Look below. Copy each line that has "badge" in it.

Stored records
[Start of Attachment]
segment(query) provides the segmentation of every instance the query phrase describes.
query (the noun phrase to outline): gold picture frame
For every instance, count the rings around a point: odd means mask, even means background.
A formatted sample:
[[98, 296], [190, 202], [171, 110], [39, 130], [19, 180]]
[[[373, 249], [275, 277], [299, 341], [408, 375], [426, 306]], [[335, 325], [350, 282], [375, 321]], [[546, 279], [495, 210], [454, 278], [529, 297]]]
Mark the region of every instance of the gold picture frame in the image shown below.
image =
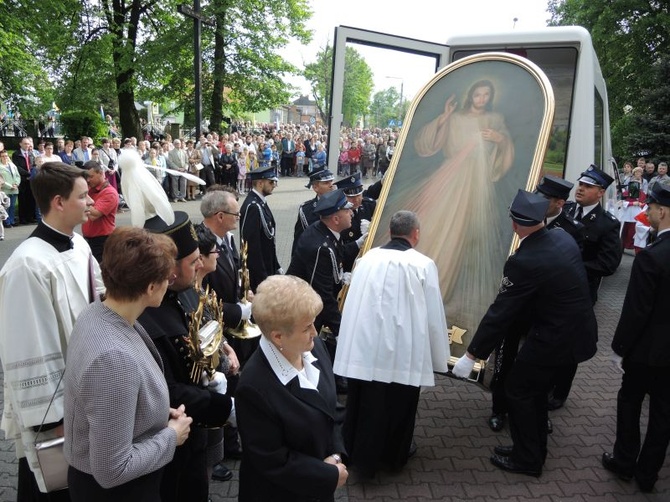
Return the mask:
[[465, 352], [518, 246], [508, 207], [519, 188], [535, 189], [553, 117], [542, 70], [497, 52], [446, 66], [407, 112], [362, 252], [388, 241], [395, 212], [418, 214], [417, 250], [437, 264], [447, 322], [458, 328], [453, 360]]

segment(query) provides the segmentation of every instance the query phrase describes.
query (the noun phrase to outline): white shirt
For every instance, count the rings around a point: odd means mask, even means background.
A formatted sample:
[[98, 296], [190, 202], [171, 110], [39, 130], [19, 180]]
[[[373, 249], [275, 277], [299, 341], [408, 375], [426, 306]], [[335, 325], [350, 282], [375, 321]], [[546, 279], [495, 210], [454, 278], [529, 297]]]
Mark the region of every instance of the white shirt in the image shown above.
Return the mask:
[[265, 336], [261, 336], [260, 348], [270, 363], [270, 367], [282, 385], [288, 384], [296, 376], [298, 383], [303, 389], [312, 389], [318, 391], [319, 369], [312, 365], [316, 357], [311, 352], [302, 353], [302, 371], [288, 362], [284, 355]]

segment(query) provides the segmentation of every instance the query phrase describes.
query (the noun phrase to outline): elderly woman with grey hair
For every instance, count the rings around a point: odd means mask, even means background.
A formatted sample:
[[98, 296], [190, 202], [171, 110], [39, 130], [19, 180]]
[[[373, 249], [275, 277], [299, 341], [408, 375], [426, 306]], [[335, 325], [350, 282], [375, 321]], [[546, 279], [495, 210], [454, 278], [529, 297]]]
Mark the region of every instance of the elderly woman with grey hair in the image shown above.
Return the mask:
[[256, 290], [263, 336], [236, 393], [241, 502], [332, 501], [347, 480], [333, 370], [314, 328], [322, 307], [298, 277], [270, 276]]

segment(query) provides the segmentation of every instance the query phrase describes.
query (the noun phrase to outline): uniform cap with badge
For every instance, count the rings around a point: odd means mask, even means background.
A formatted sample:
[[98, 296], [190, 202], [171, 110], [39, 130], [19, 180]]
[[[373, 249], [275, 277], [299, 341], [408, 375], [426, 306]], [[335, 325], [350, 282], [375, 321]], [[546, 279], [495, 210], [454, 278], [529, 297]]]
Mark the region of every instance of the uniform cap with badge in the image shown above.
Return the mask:
[[586, 183], [587, 185], [595, 185], [599, 186], [600, 188], [607, 188], [612, 184], [614, 178], [612, 178], [602, 169], [598, 168], [598, 166], [591, 164], [588, 169], [580, 175], [577, 181], [579, 183]]
[[151, 233], [170, 237], [177, 245], [177, 260], [198, 249], [198, 237], [188, 214], [184, 211], [175, 211], [172, 225], [165, 223], [160, 216], [154, 216], [144, 223], [144, 228]]
[[314, 213], [319, 216], [330, 216], [342, 209], [351, 209], [354, 205], [347, 200], [344, 192], [335, 190], [323, 195], [314, 207]]
[[509, 207], [509, 216], [522, 227], [532, 227], [544, 221], [549, 201], [540, 194], [519, 189]]
[[277, 178], [277, 169], [273, 166], [261, 167], [249, 173], [251, 181], [270, 180], [279, 181]]
[[349, 197], [355, 197], [363, 193], [363, 181], [361, 180], [360, 172], [341, 179], [335, 185], [344, 192], [344, 195], [348, 195]]
[[661, 183], [654, 184], [647, 194], [647, 203], [670, 207], [670, 187]]
[[546, 195], [547, 197], [556, 197], [558, 199], [567, 200], [573, 186], [573, 183], [570, 183], [563, 178], [547, 174], [542, 177], [542, 180], [537, 185], [535, 191]]
[[311, 173], [309, 173], [309, 181], [305, 185], [305, 188], [312, 186], [312, 183], [315, 181], [333, 181], [335, 175], [328, 170], [326, 166], [315, 167]]

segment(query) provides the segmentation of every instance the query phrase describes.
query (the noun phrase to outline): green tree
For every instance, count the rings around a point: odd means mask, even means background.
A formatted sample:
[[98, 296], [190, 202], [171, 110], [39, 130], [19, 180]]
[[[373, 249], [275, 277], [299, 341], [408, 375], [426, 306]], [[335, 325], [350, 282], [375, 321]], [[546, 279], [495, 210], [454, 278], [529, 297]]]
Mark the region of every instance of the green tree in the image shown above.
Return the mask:
[[[3, 57], [0, 64], [8, 69], [23, 65], [26, 75], [35, 68], [46, 69], [42, 75], [48, 73], [58, 87], [62, 109], [118, 106], [126, 136], [141, 132], [136, 101], [174, 101], [187, 117], [193, 116], [193, 20], [177, 13], [181, 0], [6, 1], [11, 4], [6, 9], [0, 3], [2, 26], [19, 38], [25, 35], [26, 44], [11, 45], [15, 57], [7, 61]], [[217, 19], [223, 33], [221, 47], [225, 47], [223, 59], [217, 59], [223, 64], [217, 66], [215, 30], [203, 26], [203, 96], [215, 97], [203, 100], [203, 110], [212, 107], [214, 122], [220, 124], [224, 86], [229, 111], [258, 111], [286, 103], [291, 89], [282, 77], [297, 69], [275, 53], [290, 37], [309, 40], [304, 25], [310, 15], [307, 0], [203, 4], [204, 15]], [[6, 21], [13, 19], [22, 22]], [[3, 42], [8, 40], [5, 37]], [[5, 54], [8, 51], [0, 53]], [[3, 78], [0, 85], [4, 84]], [[11, 89], [18, 89], [14, 94], [20, 95], [22, 89], [31, 93], [26, 85], [13, 84]]]
[[[670, 158], [670, 59], [663, 57], [647, 73], [651, 87], [641, 91], [638, 110], [630, 114], [625, 136], [629, 154], [650, 152], [654, 159]], [[621, 122], [621, 121], [620, 121]]]
[[[288, 102], [293, 89], [283, 80], [298, 69], [277, 54], [291, 38], [306, 44], [311, 32], [307, 0], [281, 2], [213, 0], [216, 19], [210, 122], [219, 128], [224, 106], [231, 112], [258, 112]], [[230, 92], [224, 94], [224, 89]]]
[[388, 127], [392, 119], [398, 120], [399, 106], [400, 93], [395, 87], [376, 92], [370, 105], [370, 124], [373, 127]]
[[[320, 50], [316, 61], [305, 66], [303, 75], [310, 82], [321, 119], [326, 121], [330, 115], [328, 106], [333, 81], [333, 48], [327, 45]], [[345, 125], [354, 126], [359, 117], [367, 115], [373, 89], [372, 77], [372, 70], [360, 53], [353, 47], [347, 47], [344, 54], [342, 96]]]
[[624, 108], [644, 113], [642, 96], [655, 85], [648, 70], [670, 54], [667, 2], [550, 0], [549, 11], [552, 25], [579, 25], [590, 31], [607, 82], [614, 153], [628, 157], [632, 153], [626, 150], [631, 128]]

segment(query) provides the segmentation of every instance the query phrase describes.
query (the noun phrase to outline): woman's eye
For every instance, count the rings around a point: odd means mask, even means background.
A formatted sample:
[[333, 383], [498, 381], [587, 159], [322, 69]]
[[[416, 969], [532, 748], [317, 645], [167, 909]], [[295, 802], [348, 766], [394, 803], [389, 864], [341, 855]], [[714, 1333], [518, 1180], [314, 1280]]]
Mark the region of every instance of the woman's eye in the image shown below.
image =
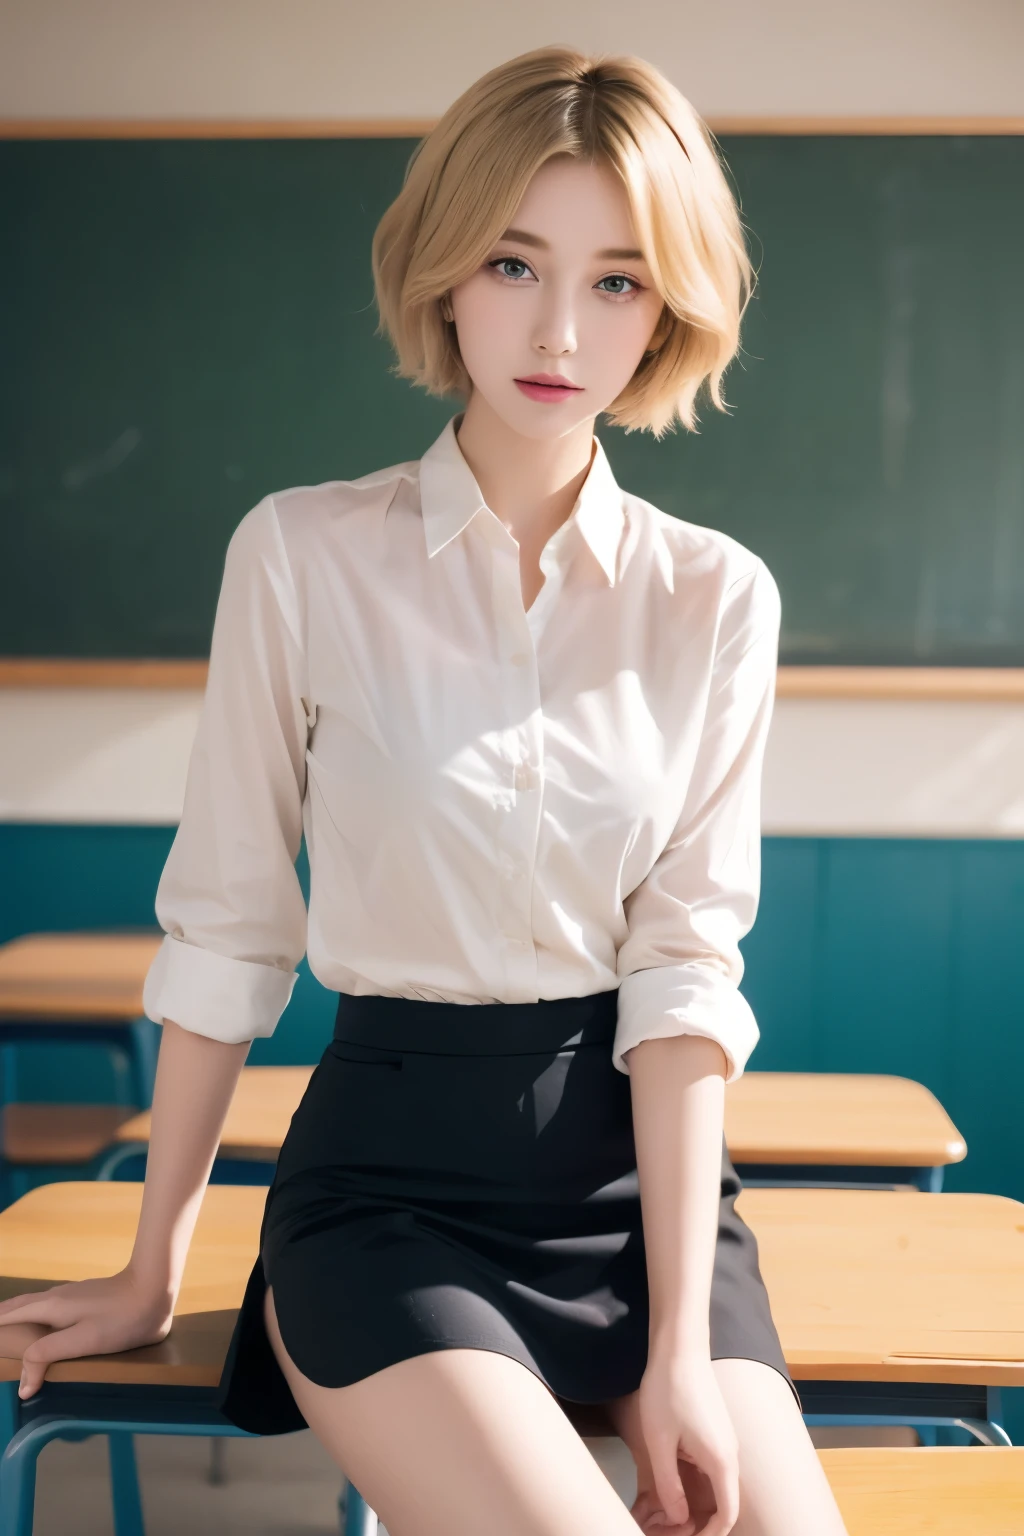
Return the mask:
[[[487, 265], [489, 267], [495, 267], [495, 268], [497, 268], [497, 267], [525, 267], [527, 272], [529, 272], [529, 270], [530, 270], [529, 267], [526, 266], [526, 262], [525, 261], [520, 261], [518, 256], [499, 256], [496, 261], [489, 261], [487, 263]], [[515, 282], [515, 278], [507, 277], [506, 273], [501, 273], [500, 275], [502, 277], [505, 277], [508, 282]]]
[[[632, 283], [632, 285], [633, 285], [633, 292], [634, 293], [639, 293], [640, 292], [640, 284], [636, 281], [635, 278], [627, 277], [625, 272], [615, 272], [615, 273], [612, 274], [611, 277], [602, 277], [601, 282], [602, 283]], [[610, 292], [611, 290], [610, 289], [606, 289], [605, 291], [606, 292]], [[627, 291], [628, 290], [623, 289], [623, 288], [616, 288], [615, 289], [615, 296], [618, 297], [620, 294], [624, 294]]]
[[[501, 267], [520, 267], [525, 272], [529, 272], [529, 270], [530, 270], [530, 268], [527, 266], [526, 262], [523, 261], [522, 258], [519, 257], [519, 256], [498, 256], [498, 257], [496, 257], [496, 259], [494, 261], [489, 261], [487, 263], [487, 265], [489, 267], [492, 267], [495, 271], [498, 271], [498, 269], [501, 268]], [[510, 276], [508, 273], [504, 273], [504, 272], [500, 272], [499, 271], [498, 275], [500, 277], [503, 277], [507, 283], [517, 283], [517, 282], [520, 281], [520, 278], [518, 276], [515, 276], [515, 275]], [[640, 284], [636, 281], [635, 278], [627, 277], [624, 272], [614, 272], [614, 273], [612, 273], [612, 275], [610, 277], [602, 277], [600, 282], [601, 283], [629, 283], [630, 287], [628, 289], [627, 288], [615, 288], [615, 289], [605, 288], [603, 290], [605, 293], [610, 294], [613, 299], [627, 298], [629, 296], [630, 292], [633, 292], [633, 293], [639, 293], [640, 292]], [[600, 283], [598, 284], [598, 287], [600, 287]]]

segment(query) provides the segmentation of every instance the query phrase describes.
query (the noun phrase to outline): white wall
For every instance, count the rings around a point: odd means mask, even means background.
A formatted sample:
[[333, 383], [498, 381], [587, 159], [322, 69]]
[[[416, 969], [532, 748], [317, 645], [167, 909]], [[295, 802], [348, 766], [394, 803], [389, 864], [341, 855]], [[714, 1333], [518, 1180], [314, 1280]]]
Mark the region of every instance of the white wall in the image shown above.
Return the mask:
[[[0, 689], [0, 821], [174, 825], [202, 695]], [[1024, 836], [1024, 703], [780, 698], [767, 834]]]
[[0, 0], [0, 117], [435, 117], [547, 43], [706, 116], [1024, 116], [1022, 0]]

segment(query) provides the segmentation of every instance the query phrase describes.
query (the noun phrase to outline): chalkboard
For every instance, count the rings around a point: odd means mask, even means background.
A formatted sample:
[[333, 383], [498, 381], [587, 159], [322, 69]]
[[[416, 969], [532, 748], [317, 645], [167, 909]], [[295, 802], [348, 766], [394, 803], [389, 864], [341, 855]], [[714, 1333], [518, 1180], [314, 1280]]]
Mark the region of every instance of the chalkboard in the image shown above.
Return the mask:
[[[203, 656], [268, 491], [415, 458], [369, 249], [411, 139], [0, 144], [0, 654]], [[728, 137], [729, 416], [620, 483], [756, 550], [782, 660], [1024, 665], [1024, 139]]]

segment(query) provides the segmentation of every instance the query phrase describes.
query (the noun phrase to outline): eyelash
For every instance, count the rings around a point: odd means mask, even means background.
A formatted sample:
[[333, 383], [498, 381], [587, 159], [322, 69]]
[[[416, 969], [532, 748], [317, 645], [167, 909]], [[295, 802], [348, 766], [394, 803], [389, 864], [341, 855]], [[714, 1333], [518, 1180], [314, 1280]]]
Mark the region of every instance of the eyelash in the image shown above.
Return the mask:
[[[491, 267], [492, 269], [494, 269], [496, 267], [504, 266], [504, 264], [507, 261], [514, 261], [514, 262], [516, 262], [519, 266], [525, 267], [528, 272], [532, 272], [533, 271], [533, 268], [530, 266], [530, 263], [528, 261], [524, 261], [521, 256], [497, 256], [497, 257], [495, 257], [495, 259], [493, 261], [489, 261], [487, 263], [487, 265], [489, 267]], [[499, 276], [500, 276], [500, 274], [499, 274]], [[632, 283], [633, 284], [633, 292], [634, 293], [641, 293], [643, 291], [643, 285], [641, 283], [638, 283], [635, 277], [629, 277], [628, 274], [625, 273], [625, 272], [609, 272], [608, 273], [608, 277], [621, 277], [621, 278], [624, 278], [627, 283]], [[608, 281], [608, 277], [601, 277], [601, 278], [598, 279], [598, 281], [601, 282], [601, 283], [606, 283]], [[518, 283], [519, 279], [515, 278], [515, 277], [502, 277], [501, 281], [503, 283]], [[631, 295], [630, 294], [626, 294], [626, 293], [611, 293], [611, 294], [608, 295], [608, 297], [611, 298], [611, 299], [620, 299], [620, 300], [622, 300], [622, 299], [630, 298]]]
[End of Attachment]
__Output of the exercise__.
query (the noun phrase to outline): uniform cap with badge
Mark the region of every instance of the uniform cap with badge in the image shown above.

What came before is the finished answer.